• **Data extract**:
──────────

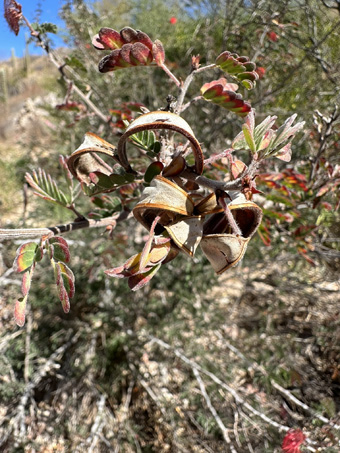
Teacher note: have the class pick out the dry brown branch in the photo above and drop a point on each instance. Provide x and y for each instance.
(28, 233)
(214, 412)
(277, 386)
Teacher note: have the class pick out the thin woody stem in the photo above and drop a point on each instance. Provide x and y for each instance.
(203, 181)
(28, 233)
(170, 74)
(60, 67)
(186, 85)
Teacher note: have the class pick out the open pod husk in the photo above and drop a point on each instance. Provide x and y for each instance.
(85, 159)
(160, 120)
(186, 233)
(223, 250)
(222, 247)
(162, 198)
(247, 215)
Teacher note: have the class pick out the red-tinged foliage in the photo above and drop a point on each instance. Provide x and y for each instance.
(58, 249)
(158, 52)
(260, 71)
(240, 68)
(137, 282)
(19, 311)
(26, 281)
(25, 256)
(65, 283)
(13, 14)
(129, 48)
(272, 36)
(292, 441)
(264, 234)
(219, 92)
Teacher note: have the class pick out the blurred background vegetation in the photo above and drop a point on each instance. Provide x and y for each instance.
(99, 378)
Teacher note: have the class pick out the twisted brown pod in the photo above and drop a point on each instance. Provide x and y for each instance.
(160, 120)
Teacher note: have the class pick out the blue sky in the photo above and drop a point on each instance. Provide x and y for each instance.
(8, 40)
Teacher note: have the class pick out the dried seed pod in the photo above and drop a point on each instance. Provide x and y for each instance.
(160, 120)
(186, 233)
(85, 160)
(165, 199)
(247, 215)
(223, 250)
(207, 205)
(175, 167)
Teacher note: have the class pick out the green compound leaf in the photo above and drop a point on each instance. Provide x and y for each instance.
(46, 187)
(25, 256)
(238, 67)
(64, 279)
(58, 249)
(220, 92)
(139, 280)
(19, 311)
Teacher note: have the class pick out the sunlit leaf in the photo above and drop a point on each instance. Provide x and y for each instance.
(19, 311)
(25, 256)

──────────

• **Task prompt**: Restate the whole listing above exactly, except for its images.

• **Answer to the problem**:
Teacher note: have the class pick out the dry brown branch in the photo above and drop a point on each instance. Provide x and y for each instance.
(28, 233)
(214, 412)
(277, 386)
Teacher note: have the class pick out the thin woody stem in the photo above and drop a point on each instance. Provide x and y for each instance.
(203, 181)
(28, 233)
(170, 74)
(60, 67)
(186, 85)
Teacher note: have the class pick out the open pod husk in the photo above and drop a point on each instance. Provide x and y for each instance.
(85, 159)
(160, 120)
(186, 233)
(223, 250)
(222, 247)
(162, 198)
(247, 215)
Teacher note: have the class pick out the red-tinged foliage in the photo above and drop a point on each instance. Provide x and y for each instance.
(58, 249)
(158, 52)
(260, 71)
(240, 68)
(137, 282)
(19, 311)
(26, 281)
(25, 256)
(65, 283)
(13, 14)
(129, 48)
(272, 36)
(292, 441)
(264, 234)
(219, 92)
Teacher note: have the class pick out the blurred background vegetation in the photo above and drop a point on each instance. Provide x and y for each instance.
(99, 378)
Teacher note: have the class pick out the twisted brown pod in the photo above and drop a point on each instance. Provide x and y for each instance.
(160, 120)
Teacher note: have the class pick out the blue sky in the photo above and drop a point on each instance. Provide x and y for each instance.
(8, 40)
Teacher note: have the class pick out the dried seed pod in the photo above and drop a point on each instance. Provide x and y for each instance.
(160, 120)
(186, 233)
(85, 160)
(165, 199)
(247, 215)
(223, 250)
(207, 205)
(175, 167)
Teacher note: have the class pick out the green compound leaf in the photo above and drop a point on each instance. Provide x and y for each instance.
(46, 187)
(25, 256)
(238, 67)
(64, 279)
(58, 249)
(220, 92)
(139, 280)
(19, 311)
Teacher note: have the class pick out the sunlit leaf in the photo above and drop a point on each instance. Provide x and y for each instance.
(19, 311)
(25, 256)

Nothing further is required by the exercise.